_Location identification items_
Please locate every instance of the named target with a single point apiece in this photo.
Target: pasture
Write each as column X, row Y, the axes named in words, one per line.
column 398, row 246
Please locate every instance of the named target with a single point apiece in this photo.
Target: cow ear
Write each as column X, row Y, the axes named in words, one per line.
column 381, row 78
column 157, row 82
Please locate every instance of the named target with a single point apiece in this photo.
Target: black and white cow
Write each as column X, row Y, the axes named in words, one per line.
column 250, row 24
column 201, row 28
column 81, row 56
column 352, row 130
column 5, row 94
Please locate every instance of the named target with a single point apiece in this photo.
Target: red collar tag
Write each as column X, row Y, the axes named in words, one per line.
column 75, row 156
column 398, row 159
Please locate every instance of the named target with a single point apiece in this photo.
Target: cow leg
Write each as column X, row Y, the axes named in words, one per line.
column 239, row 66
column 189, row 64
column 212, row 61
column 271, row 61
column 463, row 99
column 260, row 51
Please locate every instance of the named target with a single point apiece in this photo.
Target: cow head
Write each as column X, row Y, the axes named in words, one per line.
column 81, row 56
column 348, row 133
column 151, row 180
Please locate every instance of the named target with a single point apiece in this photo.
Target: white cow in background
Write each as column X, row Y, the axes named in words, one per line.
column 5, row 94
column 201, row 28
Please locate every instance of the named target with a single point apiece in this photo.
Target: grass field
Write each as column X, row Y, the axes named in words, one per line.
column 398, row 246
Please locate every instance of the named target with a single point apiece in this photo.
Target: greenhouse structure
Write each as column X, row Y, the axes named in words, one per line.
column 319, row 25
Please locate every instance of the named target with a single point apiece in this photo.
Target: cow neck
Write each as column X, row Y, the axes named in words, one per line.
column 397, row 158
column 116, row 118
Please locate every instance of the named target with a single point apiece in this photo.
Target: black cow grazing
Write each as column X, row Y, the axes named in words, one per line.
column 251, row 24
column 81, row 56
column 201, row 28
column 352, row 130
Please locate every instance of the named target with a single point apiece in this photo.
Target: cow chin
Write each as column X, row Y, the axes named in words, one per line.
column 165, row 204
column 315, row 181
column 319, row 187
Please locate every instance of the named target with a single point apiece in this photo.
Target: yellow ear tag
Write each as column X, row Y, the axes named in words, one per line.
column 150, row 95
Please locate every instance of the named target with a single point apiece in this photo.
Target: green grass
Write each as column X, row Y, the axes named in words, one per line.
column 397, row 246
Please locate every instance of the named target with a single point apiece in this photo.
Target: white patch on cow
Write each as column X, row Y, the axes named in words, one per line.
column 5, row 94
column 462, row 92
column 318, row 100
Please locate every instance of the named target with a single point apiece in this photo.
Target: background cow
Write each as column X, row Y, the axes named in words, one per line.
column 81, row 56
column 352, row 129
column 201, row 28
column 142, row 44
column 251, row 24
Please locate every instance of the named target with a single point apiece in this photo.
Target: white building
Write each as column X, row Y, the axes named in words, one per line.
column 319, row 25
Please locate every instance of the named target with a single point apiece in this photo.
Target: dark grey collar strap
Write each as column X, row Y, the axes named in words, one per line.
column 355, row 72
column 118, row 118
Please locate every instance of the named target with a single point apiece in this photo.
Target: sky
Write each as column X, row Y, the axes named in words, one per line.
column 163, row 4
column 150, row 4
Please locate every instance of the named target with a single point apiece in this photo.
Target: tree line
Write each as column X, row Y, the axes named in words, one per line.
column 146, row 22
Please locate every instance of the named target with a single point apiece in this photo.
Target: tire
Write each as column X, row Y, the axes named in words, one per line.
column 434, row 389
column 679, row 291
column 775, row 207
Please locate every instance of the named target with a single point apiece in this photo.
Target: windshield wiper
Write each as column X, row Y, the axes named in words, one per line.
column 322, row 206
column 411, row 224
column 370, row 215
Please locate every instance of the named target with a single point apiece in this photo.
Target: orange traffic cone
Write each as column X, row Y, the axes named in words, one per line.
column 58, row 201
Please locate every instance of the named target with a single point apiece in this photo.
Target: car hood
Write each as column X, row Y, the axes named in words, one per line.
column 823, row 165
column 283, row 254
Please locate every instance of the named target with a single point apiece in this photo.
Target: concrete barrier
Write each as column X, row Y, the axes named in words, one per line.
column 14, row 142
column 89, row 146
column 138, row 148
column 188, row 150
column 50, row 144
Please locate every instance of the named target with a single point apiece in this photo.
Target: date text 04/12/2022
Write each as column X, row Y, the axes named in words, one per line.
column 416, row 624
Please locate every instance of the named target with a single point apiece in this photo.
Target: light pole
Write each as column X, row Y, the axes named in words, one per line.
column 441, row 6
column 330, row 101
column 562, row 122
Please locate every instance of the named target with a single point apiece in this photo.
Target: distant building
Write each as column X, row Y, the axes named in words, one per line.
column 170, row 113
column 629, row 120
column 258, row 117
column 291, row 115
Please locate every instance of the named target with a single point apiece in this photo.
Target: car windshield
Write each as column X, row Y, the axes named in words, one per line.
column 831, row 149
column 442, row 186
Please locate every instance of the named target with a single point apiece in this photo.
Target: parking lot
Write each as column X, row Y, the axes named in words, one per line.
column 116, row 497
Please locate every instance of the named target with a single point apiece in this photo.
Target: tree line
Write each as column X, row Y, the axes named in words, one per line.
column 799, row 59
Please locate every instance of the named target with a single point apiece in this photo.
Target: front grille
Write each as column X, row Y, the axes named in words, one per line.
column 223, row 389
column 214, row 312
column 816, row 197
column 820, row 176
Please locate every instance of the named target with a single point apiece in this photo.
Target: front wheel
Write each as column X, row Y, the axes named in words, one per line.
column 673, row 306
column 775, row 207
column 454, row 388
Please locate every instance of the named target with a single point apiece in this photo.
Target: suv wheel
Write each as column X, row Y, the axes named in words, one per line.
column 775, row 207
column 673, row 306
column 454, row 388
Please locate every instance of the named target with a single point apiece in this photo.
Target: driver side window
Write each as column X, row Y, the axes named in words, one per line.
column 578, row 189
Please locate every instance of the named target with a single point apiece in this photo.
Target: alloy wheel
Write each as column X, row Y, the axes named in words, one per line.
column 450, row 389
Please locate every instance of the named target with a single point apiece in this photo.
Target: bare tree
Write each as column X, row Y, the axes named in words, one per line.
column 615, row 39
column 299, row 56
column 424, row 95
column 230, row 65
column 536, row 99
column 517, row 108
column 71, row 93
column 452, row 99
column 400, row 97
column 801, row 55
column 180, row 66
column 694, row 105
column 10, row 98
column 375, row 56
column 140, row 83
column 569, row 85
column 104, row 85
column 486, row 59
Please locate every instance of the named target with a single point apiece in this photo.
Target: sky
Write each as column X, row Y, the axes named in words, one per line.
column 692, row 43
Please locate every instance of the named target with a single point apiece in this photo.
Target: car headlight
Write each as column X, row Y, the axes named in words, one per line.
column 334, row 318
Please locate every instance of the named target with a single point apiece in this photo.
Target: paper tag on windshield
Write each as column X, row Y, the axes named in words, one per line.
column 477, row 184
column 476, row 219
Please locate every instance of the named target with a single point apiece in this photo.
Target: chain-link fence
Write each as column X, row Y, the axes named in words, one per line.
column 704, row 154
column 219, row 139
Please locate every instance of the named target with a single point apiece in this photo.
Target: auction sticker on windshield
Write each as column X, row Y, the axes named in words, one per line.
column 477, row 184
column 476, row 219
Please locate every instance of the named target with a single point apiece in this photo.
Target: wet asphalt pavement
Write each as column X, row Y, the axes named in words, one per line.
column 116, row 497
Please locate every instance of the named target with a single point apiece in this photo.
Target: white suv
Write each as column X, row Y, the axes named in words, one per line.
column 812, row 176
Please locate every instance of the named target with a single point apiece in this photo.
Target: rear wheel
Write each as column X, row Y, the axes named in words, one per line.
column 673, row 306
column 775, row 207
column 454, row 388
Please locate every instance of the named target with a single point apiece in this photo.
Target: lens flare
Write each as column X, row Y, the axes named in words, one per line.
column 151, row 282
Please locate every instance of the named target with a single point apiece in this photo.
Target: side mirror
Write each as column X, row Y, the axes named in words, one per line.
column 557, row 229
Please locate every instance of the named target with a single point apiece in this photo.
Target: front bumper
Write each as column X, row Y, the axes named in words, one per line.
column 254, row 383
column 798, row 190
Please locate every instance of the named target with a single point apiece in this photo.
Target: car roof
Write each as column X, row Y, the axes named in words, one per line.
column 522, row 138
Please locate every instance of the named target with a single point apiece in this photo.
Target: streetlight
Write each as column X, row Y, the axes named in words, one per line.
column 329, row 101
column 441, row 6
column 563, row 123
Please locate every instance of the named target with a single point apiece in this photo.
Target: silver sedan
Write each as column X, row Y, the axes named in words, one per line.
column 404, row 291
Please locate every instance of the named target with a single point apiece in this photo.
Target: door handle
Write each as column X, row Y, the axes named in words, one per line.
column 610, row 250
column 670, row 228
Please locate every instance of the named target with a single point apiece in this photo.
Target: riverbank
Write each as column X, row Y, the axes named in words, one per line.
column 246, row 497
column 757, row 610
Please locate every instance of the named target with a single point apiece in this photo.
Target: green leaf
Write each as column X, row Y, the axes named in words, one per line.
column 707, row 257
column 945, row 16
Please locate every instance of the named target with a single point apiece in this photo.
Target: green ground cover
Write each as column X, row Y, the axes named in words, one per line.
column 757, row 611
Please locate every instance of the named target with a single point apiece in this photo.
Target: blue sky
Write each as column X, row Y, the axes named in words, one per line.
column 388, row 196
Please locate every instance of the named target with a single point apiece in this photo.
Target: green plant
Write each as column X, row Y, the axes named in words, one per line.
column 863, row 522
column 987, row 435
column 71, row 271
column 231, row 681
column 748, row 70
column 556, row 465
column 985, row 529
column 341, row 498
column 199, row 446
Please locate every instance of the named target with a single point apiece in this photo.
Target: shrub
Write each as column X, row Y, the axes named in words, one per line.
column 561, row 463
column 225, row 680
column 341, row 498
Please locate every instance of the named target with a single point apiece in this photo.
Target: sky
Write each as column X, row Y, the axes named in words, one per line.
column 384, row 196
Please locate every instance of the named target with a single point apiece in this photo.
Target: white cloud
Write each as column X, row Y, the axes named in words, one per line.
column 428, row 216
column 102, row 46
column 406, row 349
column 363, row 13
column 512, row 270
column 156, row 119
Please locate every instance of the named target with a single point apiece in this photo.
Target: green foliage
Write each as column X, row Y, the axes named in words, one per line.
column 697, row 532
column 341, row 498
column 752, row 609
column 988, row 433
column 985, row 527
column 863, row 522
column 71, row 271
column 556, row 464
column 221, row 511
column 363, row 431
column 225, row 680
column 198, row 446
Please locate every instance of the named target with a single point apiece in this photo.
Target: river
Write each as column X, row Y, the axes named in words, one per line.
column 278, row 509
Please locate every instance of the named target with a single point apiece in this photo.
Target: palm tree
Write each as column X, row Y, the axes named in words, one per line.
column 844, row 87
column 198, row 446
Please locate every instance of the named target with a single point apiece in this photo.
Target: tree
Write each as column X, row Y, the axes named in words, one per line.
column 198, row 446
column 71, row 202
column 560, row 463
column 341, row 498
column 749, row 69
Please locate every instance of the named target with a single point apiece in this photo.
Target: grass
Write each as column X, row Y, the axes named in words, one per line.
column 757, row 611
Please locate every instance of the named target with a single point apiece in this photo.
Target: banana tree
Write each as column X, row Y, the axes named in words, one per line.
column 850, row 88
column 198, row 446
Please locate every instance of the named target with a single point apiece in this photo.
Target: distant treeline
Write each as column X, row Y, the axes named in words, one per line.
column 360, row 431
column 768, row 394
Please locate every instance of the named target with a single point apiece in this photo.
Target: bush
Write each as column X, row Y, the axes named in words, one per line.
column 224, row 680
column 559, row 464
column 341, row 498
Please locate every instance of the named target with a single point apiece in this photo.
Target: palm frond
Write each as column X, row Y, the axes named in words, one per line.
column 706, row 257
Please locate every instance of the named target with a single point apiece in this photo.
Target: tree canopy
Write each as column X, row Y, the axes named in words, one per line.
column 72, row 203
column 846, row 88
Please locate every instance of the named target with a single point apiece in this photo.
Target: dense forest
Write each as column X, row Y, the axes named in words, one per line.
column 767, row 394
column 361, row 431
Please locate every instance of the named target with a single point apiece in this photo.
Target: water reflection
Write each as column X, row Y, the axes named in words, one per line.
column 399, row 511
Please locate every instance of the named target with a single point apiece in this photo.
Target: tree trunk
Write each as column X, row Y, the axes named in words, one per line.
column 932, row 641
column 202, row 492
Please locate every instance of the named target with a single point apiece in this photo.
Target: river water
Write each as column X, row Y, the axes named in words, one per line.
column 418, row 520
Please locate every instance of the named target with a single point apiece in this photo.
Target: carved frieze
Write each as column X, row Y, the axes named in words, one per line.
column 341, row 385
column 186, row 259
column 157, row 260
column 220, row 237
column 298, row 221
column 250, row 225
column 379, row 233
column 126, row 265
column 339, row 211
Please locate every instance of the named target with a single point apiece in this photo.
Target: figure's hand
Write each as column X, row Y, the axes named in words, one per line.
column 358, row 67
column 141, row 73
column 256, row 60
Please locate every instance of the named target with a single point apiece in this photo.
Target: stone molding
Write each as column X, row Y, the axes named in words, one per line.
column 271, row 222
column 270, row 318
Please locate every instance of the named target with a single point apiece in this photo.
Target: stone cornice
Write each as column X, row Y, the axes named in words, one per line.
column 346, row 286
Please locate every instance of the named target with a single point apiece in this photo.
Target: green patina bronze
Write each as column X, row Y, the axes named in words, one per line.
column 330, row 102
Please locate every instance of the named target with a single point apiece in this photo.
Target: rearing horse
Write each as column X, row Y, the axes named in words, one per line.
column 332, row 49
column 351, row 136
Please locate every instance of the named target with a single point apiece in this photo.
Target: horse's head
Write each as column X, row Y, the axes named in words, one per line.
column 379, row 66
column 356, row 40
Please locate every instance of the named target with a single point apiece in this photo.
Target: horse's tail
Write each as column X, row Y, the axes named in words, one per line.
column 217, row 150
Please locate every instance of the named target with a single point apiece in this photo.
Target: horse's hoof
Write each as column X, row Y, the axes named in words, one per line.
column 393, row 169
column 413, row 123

_Given problem_
Swap "photo" for "image" throughout the part of the records that opens with the first line and closes with the line containing "column 398, row 159", both ends included. Reproduce only that part with every other word left unchanged.

_Response to this exercise_
Please locate every instance of the named target with a single point apiece in this image.
Target: pasture
Write each as column X, row Y, the axes named in words, one per line.
column 398, row 246
Please locate every instance of the named target with a single point apiece in this image.
Target: cow ear
Write each as column X, row Y, the axes named in words, one per line.
column 381, row 78
column 157, row 82
Please locate every instance of the named target with a single point apiece in this image.
Target: black and white cow
Write each as column X, row Y, the axes named in words, one per line.
column 250, row 24
column 201, row 28
column 81, row 56
column 352, row 130
column 5, row 94
Please locate every instance of the named target with a single point apiece in this image.
Target: red collar tag
Write each as column X, row Y, the axes named in words, one per line.
column 75, row 156
column 398, row 159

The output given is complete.